DOCUMENT PASSAGE section start
Hi ladies, been feeling under the weather lately. I have been trying to tough it out like a big girl but...... I can't do it any longer. So off to the doc I go. This Tuesday, since I will be going I will just share with my doc everything that's been going on with me, see what's her take on things.

Wish me luck I so need it this week


----------



## kksy9b

Feel better soon!


----------



## butterfly724

Hubby and I decided that this year will be the year to try. We are waiting and hoping to have a spring baby.


----------



## sophima

butterfly724 said:


> Hubby and I decided that this year will be the year to try. We are waiting and hoping to have a spring baby.

Sounds good :). Do you have any plans until then


----------



## sophima

Well ladies after my doctor's visit I think I'll be feeling better in a couple of weeks. Got some pain killers for my constant migraines Becomplex I so need the vitamin. And I have some blood work to be done. Will see how that turns out.


----------



## kksy9b

I hope that the meds help and the blood work shows something. Did the doctor give you any ideas what it may be?


----------



## sophima

Well the flu contributed somewhat to the headaches and the loss of appetite. But as it relates to my cycles I will have to wait on the blood work to tell. Doc thinks stress though.
DOCUMENT PASSAGE section end
_WHAT YOU NEED TO DO_.
- a) Reproduce the forum thread word for word, beginning at "I hope that" and ending after "thinks stress though.".
- b) In the forum thread, what season does butterfly724 hope to have a baby in?
RECORD EXCERPTS section start
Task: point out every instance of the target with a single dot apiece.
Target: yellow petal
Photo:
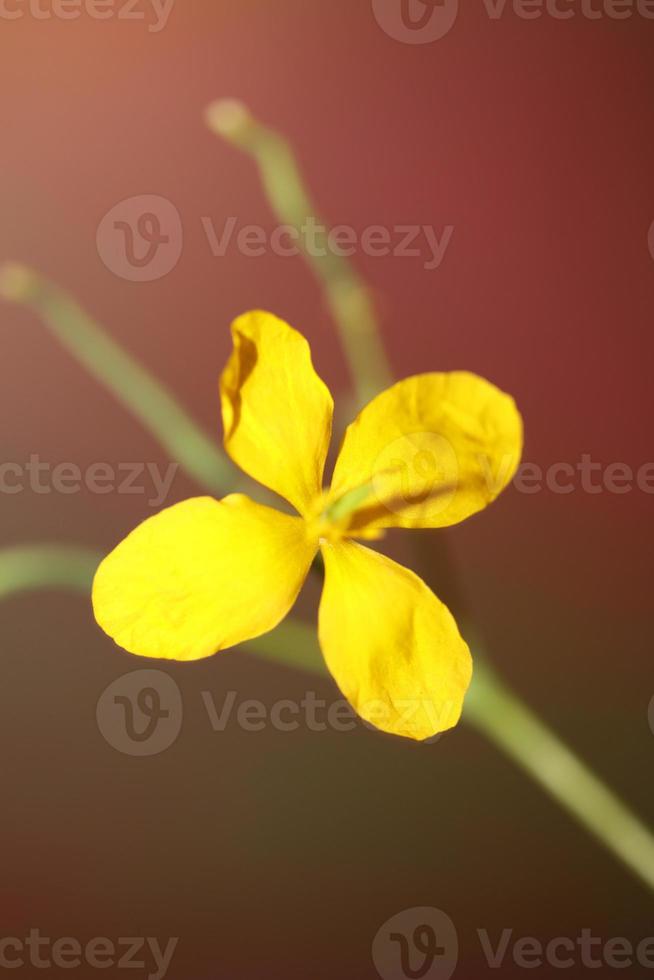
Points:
(277, 413)
(201, 576)
(434, 448)
(392, 647)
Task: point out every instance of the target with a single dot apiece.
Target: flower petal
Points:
(277, 413)
(392, 647)
(435, 449)
(201, 576)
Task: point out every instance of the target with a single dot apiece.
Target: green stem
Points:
(27, 568)
(491, 708)
(496, 711)
(347, 296)
(118, 371)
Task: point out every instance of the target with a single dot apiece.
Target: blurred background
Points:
(285, 852)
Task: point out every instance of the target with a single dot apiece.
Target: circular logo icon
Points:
(417, 944)
(416, 475)
(140, 713)
(141, 239)
(416, 21)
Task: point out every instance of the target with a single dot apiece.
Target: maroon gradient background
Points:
(282, 854)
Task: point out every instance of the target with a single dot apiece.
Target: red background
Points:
(285, 853)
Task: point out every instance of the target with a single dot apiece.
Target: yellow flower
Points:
(207, 574)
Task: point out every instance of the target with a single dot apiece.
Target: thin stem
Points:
(491, 708)
(496, 711)
(347, 295)
(27, 568)
(132, 384)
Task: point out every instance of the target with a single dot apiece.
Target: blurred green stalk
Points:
(347, 295)
(491, 708)
(133, 385)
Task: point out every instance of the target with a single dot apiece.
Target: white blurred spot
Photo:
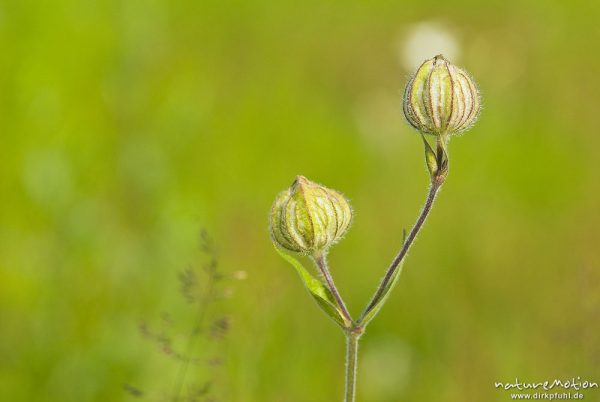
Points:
(423, 41)
(379, 119)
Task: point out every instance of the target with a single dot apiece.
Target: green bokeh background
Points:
(126, 127)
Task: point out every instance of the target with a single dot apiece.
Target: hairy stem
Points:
(321, 261)
(352, 338)
(389, 275)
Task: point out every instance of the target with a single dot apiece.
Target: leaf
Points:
(318, 291)
(376, 304)
(430, 158)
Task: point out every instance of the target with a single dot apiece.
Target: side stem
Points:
(352, 338)
(321, 261)
(433, 189)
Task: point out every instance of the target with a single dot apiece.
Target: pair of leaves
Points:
(320, 293)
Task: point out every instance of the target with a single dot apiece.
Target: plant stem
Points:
(352, 338)
(436, 183)
(321, 261)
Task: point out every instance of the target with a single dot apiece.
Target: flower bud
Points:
(308, 218)
(441, 98)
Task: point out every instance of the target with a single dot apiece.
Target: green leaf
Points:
(376, 305)
(318, 291)
(430, 158)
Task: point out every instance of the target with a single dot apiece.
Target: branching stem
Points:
(321, 261)
(436, 183)
(352, 338)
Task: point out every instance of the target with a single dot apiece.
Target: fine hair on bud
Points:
(441, 99)
(309, 218)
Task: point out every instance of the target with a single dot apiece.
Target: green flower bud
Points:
(441, 98)
(308, 218)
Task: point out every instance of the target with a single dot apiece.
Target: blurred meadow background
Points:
(128, 127)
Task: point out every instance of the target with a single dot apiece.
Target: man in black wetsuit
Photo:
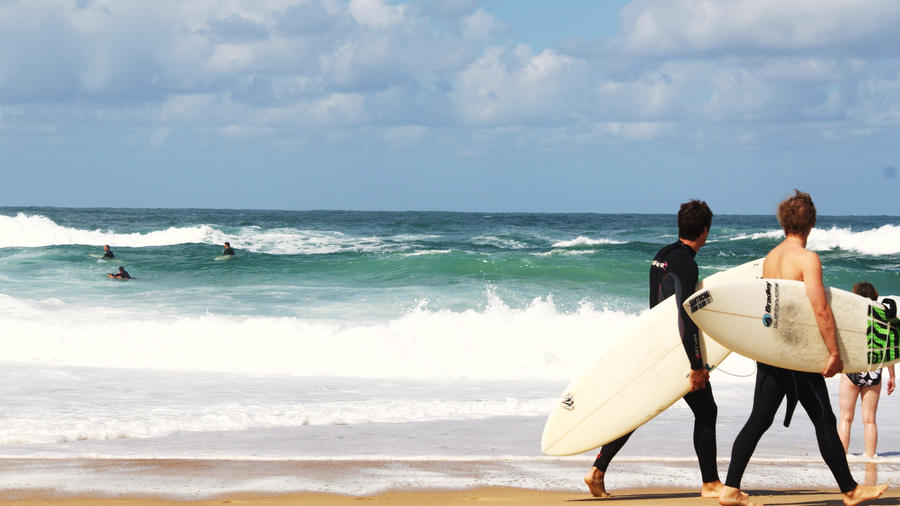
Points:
(122, 274)
(674, 272)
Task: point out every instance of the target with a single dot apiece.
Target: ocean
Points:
(393, 339)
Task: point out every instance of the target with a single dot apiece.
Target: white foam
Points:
(26, 231)
(582, 241)
(884, 240)
(498, 242)
(498, 342)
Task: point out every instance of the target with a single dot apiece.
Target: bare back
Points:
(791, 260)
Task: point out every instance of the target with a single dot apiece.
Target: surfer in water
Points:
(674, 272)
(122, 274)
(791, 260)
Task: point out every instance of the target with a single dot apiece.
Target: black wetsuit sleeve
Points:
(683, 268)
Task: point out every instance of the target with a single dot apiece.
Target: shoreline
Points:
(493, 495)
(82, 481)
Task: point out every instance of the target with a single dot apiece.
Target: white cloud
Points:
(375, 13)
(684, 26)
(478, 25)
(404, 135)
(159, 136)
(506, 86)
(278, 66)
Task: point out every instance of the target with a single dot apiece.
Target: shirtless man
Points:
(791, 260)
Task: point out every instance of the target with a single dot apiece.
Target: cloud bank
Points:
(445, 73)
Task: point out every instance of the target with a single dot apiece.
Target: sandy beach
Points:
(491, 495)
(207, 482)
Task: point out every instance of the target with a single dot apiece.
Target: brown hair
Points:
(797, 213)
(865, 289)
(693, 217)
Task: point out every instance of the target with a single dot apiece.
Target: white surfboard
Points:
(772, 321)
(643, 372)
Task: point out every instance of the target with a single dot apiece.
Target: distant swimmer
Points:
(122, 274)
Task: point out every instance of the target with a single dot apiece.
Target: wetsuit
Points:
(674, 272)
(772, 385)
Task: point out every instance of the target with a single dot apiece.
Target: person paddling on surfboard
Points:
(674, 272)
(122, 274)
(791, 260)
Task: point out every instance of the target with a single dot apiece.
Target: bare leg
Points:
(848, 395)
(711, 489)
(863, 493)
(594, 481)
(868, 407)
(731, 496)
(871, 473)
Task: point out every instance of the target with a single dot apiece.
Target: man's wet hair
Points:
(797, 213)
(693, 218)
(865, 289)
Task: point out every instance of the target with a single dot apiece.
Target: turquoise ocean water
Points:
(331, 334)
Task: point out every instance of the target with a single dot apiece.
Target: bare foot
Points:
(594, 481)
(711, 489)
(863, 493)
(731, 496)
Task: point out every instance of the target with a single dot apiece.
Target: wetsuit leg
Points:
(609, 451)
(813, 396)
(770, 389)
(704, 407)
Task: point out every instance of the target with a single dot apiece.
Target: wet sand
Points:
(490, 495)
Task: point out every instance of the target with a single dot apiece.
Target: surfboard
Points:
(640, 374)
(772, 321)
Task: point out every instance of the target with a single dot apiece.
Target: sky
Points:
(457, 105)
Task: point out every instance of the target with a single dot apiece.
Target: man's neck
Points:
(799, 239)
(694, 244)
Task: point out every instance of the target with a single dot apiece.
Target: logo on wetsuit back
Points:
(700, 301)
(770, 317)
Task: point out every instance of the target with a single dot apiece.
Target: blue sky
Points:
(577, 106)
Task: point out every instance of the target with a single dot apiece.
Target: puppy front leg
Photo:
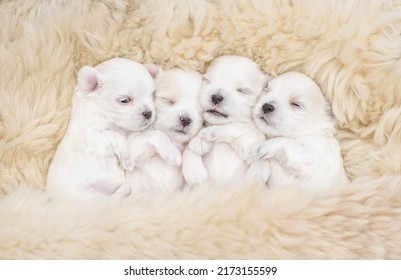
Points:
RECORD EXCERPTS section end
_RESULTS FOR THE EXERCISE_.
- a)
I hope that the meds help and the blood work shows something. Did the doctor give you any ideas what it may be?


----------



## sophima

Well the flu contributed somewhat to the headaches and the loss of appetite. But as it relates to my cycles I will have to wait on the blood work to tell. Doc thinks stress though.

- b) Spring.